• **WORK INSTRUCTION**
When you retype the data, keep every line exactly as it appears.

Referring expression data

# # #

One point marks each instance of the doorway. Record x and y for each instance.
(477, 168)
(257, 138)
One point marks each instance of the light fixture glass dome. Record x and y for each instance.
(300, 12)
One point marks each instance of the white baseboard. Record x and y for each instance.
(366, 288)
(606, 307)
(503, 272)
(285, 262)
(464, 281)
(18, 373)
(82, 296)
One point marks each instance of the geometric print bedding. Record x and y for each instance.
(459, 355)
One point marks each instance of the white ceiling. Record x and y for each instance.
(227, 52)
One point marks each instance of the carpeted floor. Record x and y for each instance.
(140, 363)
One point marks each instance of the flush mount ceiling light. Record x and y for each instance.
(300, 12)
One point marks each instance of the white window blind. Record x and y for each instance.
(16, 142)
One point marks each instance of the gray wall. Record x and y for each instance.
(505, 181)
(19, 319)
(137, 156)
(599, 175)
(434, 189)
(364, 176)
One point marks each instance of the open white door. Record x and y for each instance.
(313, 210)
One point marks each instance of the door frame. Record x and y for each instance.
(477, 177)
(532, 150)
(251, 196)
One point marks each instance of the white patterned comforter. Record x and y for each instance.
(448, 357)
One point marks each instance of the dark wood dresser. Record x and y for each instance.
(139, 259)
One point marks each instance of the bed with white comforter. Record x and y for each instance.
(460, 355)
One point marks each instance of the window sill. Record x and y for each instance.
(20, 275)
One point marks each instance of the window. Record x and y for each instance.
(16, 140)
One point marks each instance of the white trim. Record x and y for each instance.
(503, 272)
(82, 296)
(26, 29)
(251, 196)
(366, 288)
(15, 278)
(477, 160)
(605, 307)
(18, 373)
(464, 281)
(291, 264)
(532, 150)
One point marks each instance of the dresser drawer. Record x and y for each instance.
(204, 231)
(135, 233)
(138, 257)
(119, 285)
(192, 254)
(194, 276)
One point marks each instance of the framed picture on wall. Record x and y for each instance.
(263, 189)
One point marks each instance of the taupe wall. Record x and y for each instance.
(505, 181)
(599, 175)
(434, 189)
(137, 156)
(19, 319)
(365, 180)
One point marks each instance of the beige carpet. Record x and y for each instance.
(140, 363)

# # #

• **RESULT OF THIS TASK**
One point marks each instance of the doorway. Record x and y for each instance.
(477, 168)
(257, 138)
One point marks each instance of the light fixture glass dome. Record x and y for each instance.
(300, 12)
One point marks each instance of the white baseboard. Record x and y for each instance.
(366, 288)
(606, 307)
(503, 272)
(285, 262)
(464, 281)
(18, 373)
(82, 296)
One point marks each instance of the geometric print bedding. Record x and y for each instance.
(459, 355)
One point marks each instance of the white ceiling. Record x and y for each instance.
(227, 52)
One point marks each instance of the carpeted floor. Record x and y for each instance.
(140, 363)
One point marks each instance of the flush mount ceiling light. Record x and y for each instance.
(300, 12)
One point marks each instance of the white window blind. Record x and y for each instance.
(16, 142)
One point marks each instance of the gray wall. Record x and y for each instance.
(505, 181)
(19, 319)
(137, 156)
(599, 175)
(434, 189)
(364, 176)
One point marks each instance of the open white door. Record x and y for each instance.
(313, 210)
One point marks each instance of the door frame. Record x and y for each instance.
(477, 177)
(532, 150)
(251, 196)
One point marks each instance of the white patterned comforter. Record x and y for each instance.
(448, 357)
One point marks each instance of the dark wood dresser. Record x and y for each instance.
(139, 259)
One point marks each instance of the bed with white comforter. Record x and y for each instance.
(460, 355)
One point marks each instance of the window sill. Record x and y for each instance.
(20, 275)
One point marks each instance of the window. Record x and y for each instance.
(16, 140)
One point marks each instance of the white trim. Record x and y for each instance.
(503, 272)
(82, 296)
(26, 29)
(251, 196)
(366, 288)
(15, 278)
(477, 160)
(605, 307)
(18, 373)
(464, 281)
(291, 264)
(532, 150)
One point marks each instance of the dresser drawer. Record x and y for each instance.
(204, 231)
(135, 233)
(138, 257)
(119, 285)
(192, 254)
(194, 276)
One point marks each instance of the framed picture on wall. Record x and y for each instance.
(263, 189)
One point marks each instance of the taupe wall. Record x and y for each instance.
(505, 181)
(599, 175)
(434, 189)
(137, 156)
(19, 319)
(365, 180)
One point marks each instance of the beige carpet. Record x and y for each instance.
(140, 363)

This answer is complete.